__Çıkarılan metin__.
Anton Pavloviç Çehov – Doktor Çehov’dan Öyküler

“Tıp, nikâhlı karım benim, edebiyat ise metresim. Birine kızarsam geceyi öbürüyle geçiriyorum. Bu davranışımı belki biraz uygunsuz bulabilirsin ama en azından sıkıcı değil. Hem zaten, benim bu ikiyüzlülüğümden ikisinin de bir şey kaybettiği
yok.”

__Görev tanımı__. Yukarıdaki Çehov metnini baştan sona, hiçbir harfini değiştirmeden yeniden yazın.

__Mevcut veriler__.
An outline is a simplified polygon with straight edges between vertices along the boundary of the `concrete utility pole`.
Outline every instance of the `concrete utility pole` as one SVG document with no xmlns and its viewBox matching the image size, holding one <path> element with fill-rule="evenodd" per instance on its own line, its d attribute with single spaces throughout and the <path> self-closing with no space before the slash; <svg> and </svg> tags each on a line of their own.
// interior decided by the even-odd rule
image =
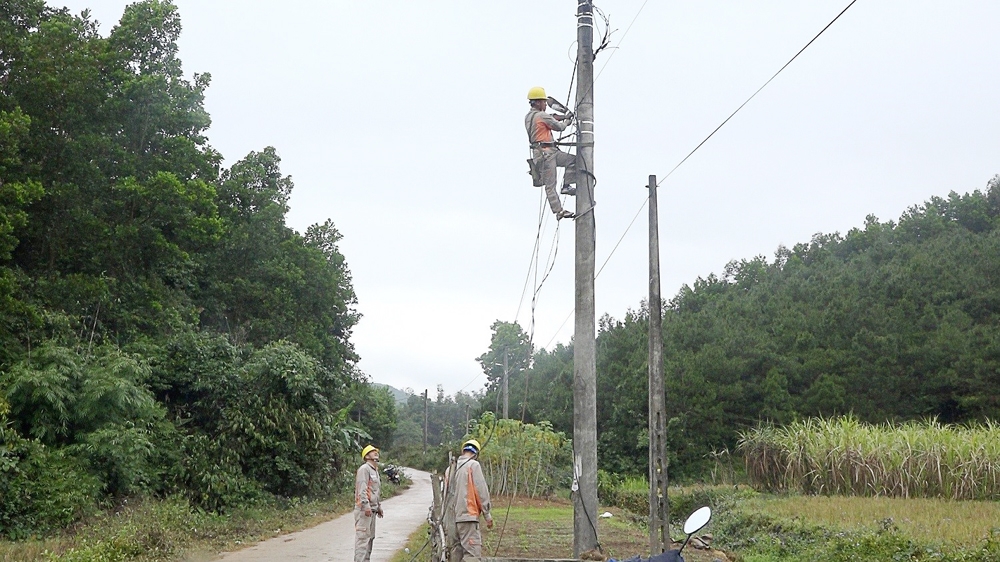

__Alıştırma yanıtı__.
Anton Pavloviç Çehov – Doktor Çehov’dan Öyküler

“Tıp, nikâhlı karım benim, edebiyat ise metresim. Birine kızarsam geceyi öbürüyle geçiriyorum. Bu davranışımı belki biraz uygunsuz bulabilirsin ama en azından sıkıcı değil. Hem zaten, benim bu ikiyüzlülüğümden ikisinin de bir şey kaybettiği
yok.”